# Task instructions
Please transcribe the listing below in full and word for word, without its pictures.
— START OF Data for processing —
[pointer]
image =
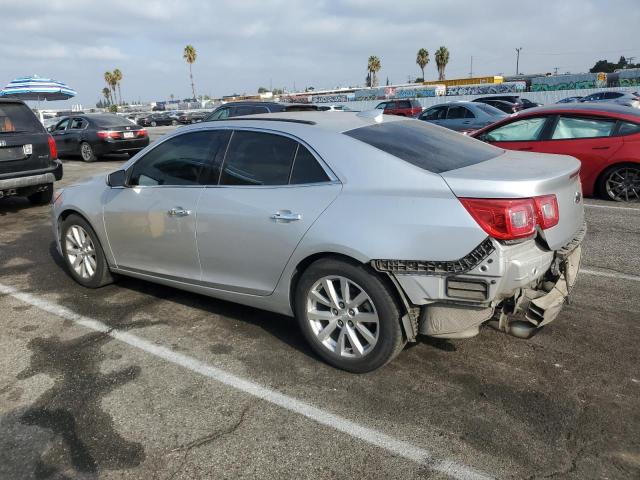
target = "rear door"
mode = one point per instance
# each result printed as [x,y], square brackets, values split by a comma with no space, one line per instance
[271,190]
[151,224]
[24,143]
[59,134]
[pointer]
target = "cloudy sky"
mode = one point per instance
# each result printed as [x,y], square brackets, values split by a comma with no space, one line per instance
[244,44]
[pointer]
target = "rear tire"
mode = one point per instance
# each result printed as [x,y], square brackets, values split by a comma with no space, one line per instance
[82,253]
[87,153]
[621,183]
[43,197]
[362,330]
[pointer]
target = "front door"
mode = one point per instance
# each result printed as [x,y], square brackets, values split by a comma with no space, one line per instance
[271,190]
[151,224]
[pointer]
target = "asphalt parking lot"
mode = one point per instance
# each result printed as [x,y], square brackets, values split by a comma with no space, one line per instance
[137,380]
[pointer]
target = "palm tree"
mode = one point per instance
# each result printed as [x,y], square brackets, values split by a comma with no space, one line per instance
[373,66]
[117,74]
[190,56]
[106,93]
[108,78]
[422,59]
[442,58]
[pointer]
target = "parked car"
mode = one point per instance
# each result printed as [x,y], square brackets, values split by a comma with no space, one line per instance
[157,119]
[372,229]
[404,108]
[621,98]
[462,116]
[502,105]
[29,163]
[520,102]
[604,137]
[192,117]
[94,135]
[239,109]
[574,99]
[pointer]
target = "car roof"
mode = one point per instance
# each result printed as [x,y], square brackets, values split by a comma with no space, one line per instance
[342,122]
[587,107]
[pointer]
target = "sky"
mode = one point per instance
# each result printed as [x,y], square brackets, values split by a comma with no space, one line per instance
[244,44]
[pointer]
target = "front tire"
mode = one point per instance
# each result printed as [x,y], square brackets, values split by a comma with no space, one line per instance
[621,183]
[348,315]
[43,197]
[87,153]
[83,254]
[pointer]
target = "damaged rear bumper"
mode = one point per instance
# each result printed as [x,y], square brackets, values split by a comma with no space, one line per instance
[520,288]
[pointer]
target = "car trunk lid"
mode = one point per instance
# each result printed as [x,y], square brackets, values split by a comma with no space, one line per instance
[526,175]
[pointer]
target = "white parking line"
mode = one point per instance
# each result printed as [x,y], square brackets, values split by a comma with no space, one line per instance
[592,205]
[604,273]
[368,435]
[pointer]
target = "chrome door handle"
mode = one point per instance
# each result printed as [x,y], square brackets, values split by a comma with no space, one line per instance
[179,212]
[286,216]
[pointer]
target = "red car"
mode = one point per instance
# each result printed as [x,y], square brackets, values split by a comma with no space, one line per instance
[605,138]
[404,108]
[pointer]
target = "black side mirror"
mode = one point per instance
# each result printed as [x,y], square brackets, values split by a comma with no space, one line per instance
[117,178]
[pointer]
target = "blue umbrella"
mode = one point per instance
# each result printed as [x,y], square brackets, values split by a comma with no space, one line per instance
[36,88]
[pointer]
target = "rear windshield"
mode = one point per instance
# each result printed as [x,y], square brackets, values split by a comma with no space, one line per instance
[431,148]
[111,120]
[16,117]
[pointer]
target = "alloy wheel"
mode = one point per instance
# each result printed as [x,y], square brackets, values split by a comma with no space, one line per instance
[81,252]
[343,317]
[623,184]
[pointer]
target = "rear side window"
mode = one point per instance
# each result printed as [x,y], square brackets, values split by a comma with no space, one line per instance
[306,168]
[628,128]
[181,160]
[16,117]
[430,148]
[524,130]
[256,158]
[574,127]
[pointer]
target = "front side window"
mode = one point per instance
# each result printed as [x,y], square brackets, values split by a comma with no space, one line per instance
[574,127]
[182,160]
[523,130]
[257,158]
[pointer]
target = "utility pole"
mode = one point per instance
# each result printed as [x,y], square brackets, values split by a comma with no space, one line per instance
[518,60]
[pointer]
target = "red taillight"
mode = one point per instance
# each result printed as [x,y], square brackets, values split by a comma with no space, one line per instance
[547,211]
[503,219]
[108,134]
[513,219]
[53,151]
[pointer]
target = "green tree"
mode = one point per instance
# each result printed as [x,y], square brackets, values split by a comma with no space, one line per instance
— END OF Data for processing —
# Task solution
[pointer]
image =
target = "rear door"
mode = one point per instance
# each result printed as [x,y], square brackets, values split by a comma with no space, one line per instance
[271,190]
[151,224]
[24,143]
[59,134]
[pointer]
target = "cloudy sky"
mode = one point per instance
# each result printed as [x,y], square brackets, values split by a comma with no space, one line per instance
[244,44]
[pointer]
target = "rear tire"
mode = one point per instance
# each result printed as [x,y], square brackets, values split by a comma with no space, one line per instance
[82,253]
[87,153]
[621,183]
[43,197]
[362,330]
[pointer]
target = "front door"
mode = one point per instance
# each result printed as [x,y], square brackets, values split by a comma with no space, one line per instance
[271,190]
[151,224]
[pointer]
target = "asphalt parking lot"
mode = one point per instance
# each result printed as [x,y], square brackets, values split by a comma with no space, one line per instance
[137,380]
[pointer]
target = "palm tree"
mode = one point per instance
# each result printed as [x,y], square brackets, values split by a comma with no space, one line per instance
[373,66]
[117,74]
[190,56]
[106,93]
[108,78]
[422,59]
[442,58]
[pointer]
target = "parked car"
mode = one point per instance
# each result printed as [x,y], square brackets, values split by a comma with no space, one line per instance
[157,119]
[372,229]
[404,108]
[621,98]
[462,116]
[502,105]
[29,163]
[520,102]
[604,137]
[192,117]
[94,135]
[239,109]
[574,99]
[pointer]
target = "car roof"
mode = one point per instance
# each result printed as [x,y], square brackets, values split by a comma with no space, one line per instance
[342,122]
[587,107]
[pointer]
target = "sky"
mode = one point per instance
# each result printed as [x,y], square brackets, values split by a comma with no space, one line per instance
[244,44]
[pointer]
target = "front tire"
mode = one point per instance
# each result printed as [x,y], square brackets, values split by a comma with no space, one line per instance
[621,183]
[348,315]
[43,197]
[87,153]
[83,254]
[pointer]
target = "damaged rear bumper"
mode = one point per instance
# each result printed as [x,y], square brackets, values split by a comma with no space, one line per instance
[520,288]
[pointer]
target = "car trunk lid"
mode = one point per instance
# each result printed as [x,y], square brackets, values split by a comma with no space, one line per instance
[526,175]
[pointer]
target = "white parking line"
mode = one point per instance
# each result printed as [x,y], square brackets, values split by a comma with no space, one line per instance
[592,205]
[604,273]
[368,435]
[pointer]
target = "chrome door handle"
mode = one point per instance
# each result printed as [x,y], square brackets, values split by a comma with no space, one line per instance
[179,212]
[286,216]
[pointer]
target = "red car"
mode = one point per instance
# each result printed as [x,y], square brackets, values split by a comma with no space, one line per instance
[605,138]
[404,108]
[pointer]
target = "black side mirror"
mode = one point per instance
# each result printed as [x,y], square brackets, values split by a comma with no space, one line per instance
[117,178]
[pointer]
target = "blue umbrella"
mode = one point per instance
# each result printed as [x,y], square brackets, values split by a comma with no space, one line per instance
[36,88]
[pointer]
target = "rear windshield"
mode = one point per instance
# each result printed as [x,y], square brackets, values split by a comma with no space, one line per instance
[431,148]
[111,120]
[16,117]
[pointer]
target = "alloy wheel"
mode = one point per instance
# each result printed as [x,y], square brackets, values split by a comma with no space, one line per instance
[81,252]
[343,317]
[623,184]
[pointer]
target = "rear side window"
mode = one point per instance
# each result printed as [x,y], square brackets, values split by a comma with no space, one line per instance
[306,168]
[628,128]
[181,160]
[16,117]
[430,148]
[524,130]
[256,158]
[574,127]
[pointer]
target = "front side window"
mode = one point per instance
# each result printed as [x,y], square brackets, values split by a comma with no space, one line per instance
[574,127]
[182,160]
[523,130]
[257,158]
[pointer]
target = "utility pole"
mode = one point per instance
# each result printed as [x,y], square brackets, values split by a comma with no space, one line per instance
[518,60]
[pointer]
target = "red taillight"
mode = one point per instance
# each result printed as [x,y], square brackets, values split by a comma with no space, one line per instance
[547,211]
[503,219]
[108,134]
[513,219]
[53,151]
[pointer]
target = "green tree"
mode = one point per instance
# each result printed as [x,y], square brackets, values split by a comma with no space, one line per instance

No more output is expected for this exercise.